_REQUIRED ACTION_: All lines in the records below with the word "woman" must be returned.
[DATA FOR REVIEW]
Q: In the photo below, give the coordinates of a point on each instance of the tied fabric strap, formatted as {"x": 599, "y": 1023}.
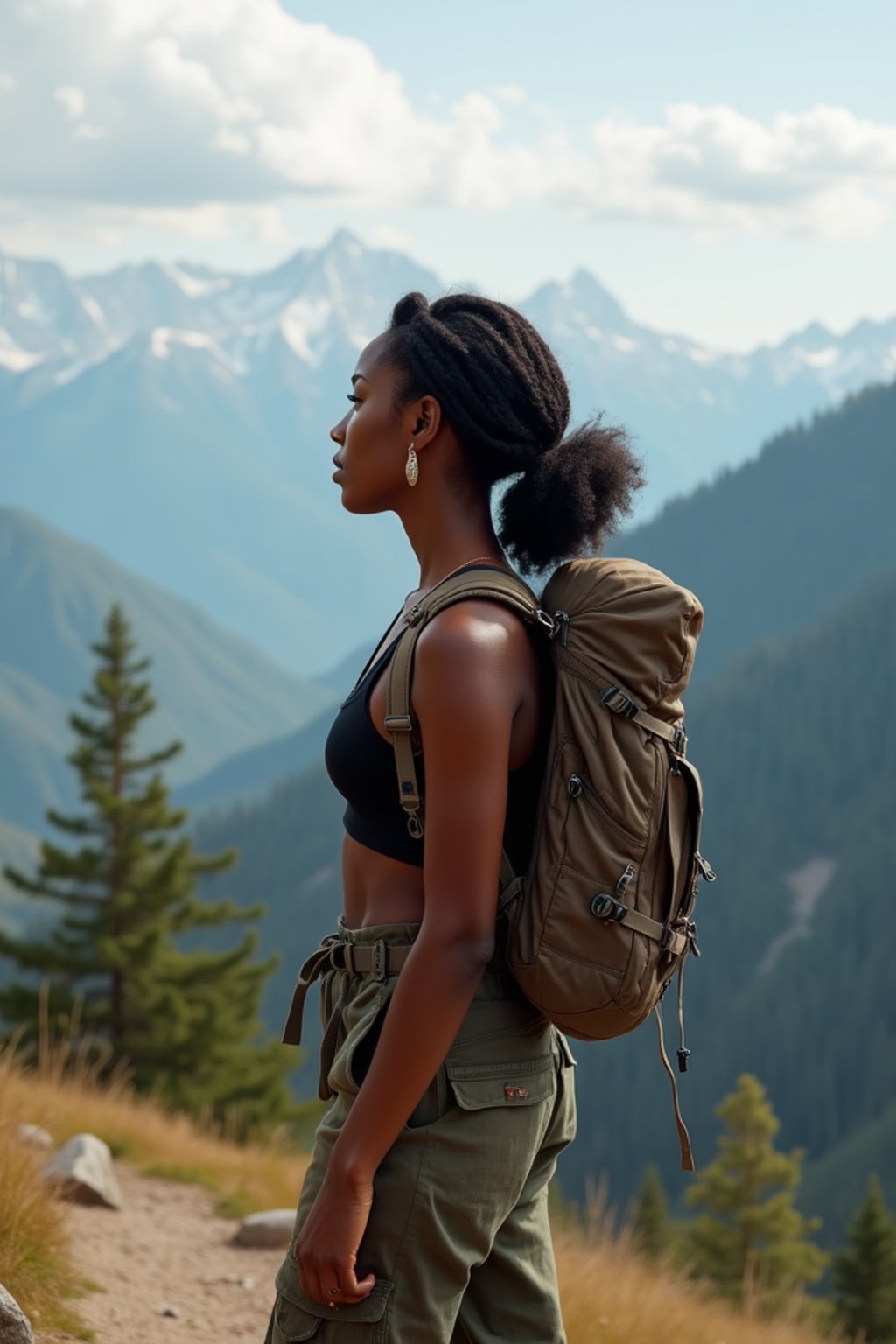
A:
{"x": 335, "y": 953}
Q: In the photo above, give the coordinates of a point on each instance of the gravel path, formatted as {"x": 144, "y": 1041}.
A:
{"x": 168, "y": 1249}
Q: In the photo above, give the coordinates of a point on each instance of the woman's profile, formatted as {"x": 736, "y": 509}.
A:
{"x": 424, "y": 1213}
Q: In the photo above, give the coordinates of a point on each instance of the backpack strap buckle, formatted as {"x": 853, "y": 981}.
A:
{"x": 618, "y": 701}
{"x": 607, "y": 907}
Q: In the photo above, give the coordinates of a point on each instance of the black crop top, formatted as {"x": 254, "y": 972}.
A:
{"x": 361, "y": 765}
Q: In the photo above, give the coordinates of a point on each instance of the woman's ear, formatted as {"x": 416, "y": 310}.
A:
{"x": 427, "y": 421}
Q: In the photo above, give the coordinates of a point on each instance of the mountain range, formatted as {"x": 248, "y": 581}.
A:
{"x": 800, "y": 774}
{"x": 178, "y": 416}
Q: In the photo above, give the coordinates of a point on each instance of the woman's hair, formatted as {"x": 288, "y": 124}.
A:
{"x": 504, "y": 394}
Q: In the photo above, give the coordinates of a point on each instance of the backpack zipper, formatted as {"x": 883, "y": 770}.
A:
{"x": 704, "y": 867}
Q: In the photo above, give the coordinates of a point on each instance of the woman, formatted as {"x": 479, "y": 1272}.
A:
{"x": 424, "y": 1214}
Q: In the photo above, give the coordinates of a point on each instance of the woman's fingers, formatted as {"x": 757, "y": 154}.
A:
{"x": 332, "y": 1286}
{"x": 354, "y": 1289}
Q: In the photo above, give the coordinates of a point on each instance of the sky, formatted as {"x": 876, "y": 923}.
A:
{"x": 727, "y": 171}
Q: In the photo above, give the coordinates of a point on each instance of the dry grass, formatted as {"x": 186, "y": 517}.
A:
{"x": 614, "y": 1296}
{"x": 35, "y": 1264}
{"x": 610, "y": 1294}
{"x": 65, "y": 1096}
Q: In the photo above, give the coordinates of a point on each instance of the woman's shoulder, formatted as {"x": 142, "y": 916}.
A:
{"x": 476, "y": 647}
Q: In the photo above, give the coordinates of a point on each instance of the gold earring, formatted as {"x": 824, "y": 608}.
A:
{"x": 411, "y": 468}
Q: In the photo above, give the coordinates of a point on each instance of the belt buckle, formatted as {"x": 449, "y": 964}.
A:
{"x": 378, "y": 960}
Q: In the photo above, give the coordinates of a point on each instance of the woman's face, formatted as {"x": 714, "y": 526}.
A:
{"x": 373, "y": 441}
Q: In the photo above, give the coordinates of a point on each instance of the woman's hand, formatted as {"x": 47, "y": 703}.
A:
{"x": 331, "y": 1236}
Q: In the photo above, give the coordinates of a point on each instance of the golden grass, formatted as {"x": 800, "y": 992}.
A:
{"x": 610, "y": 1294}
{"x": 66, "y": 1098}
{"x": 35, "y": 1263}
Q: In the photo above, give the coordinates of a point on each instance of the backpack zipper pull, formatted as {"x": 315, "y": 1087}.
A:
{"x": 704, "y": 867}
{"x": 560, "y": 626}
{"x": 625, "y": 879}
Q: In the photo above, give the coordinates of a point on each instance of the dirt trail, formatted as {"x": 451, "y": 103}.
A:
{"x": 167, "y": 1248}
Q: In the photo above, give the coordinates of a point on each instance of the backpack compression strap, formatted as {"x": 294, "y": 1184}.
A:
[/DATA FOR REVIEW]
_REPLY TO THE EXERCISE_:
Q: In the photo above, give the coordinates of a point on each instance of the woman's profile, formatted as {"x": 736, "y": 509}.
Q: In the photo above, give the coordinates of a point on each instance of the woman's ear, formatted as {"x": 416, "y": 310}.
Q: In the photo above, give the coordinates of a point on each instance of the woman's hair, formatted as {"x": 288, "y": 124}.
Q: In the photo above, give the coordinates of a point on each instance of the woman, formatted as {"x": 479, "y": 1272}.
Q: In the photo above, give the coordinates of a point on each instance of the woman's fingers, formatted as {"x": 757, "y": 154}.
Q: In the photo above, give the coordinates of a point on each instance of the woman's shoulder, formatted as {"x": 142, "y": 916}.
Q: In the photo above, give the coordinates of a point on each instance of the woman's face, formatted as {"x": 714, "y": 526}.
Q: In the photo above, give the coordinates of a point on each instance of the woman's hand, formatted as {"x": 47, "y": 703}.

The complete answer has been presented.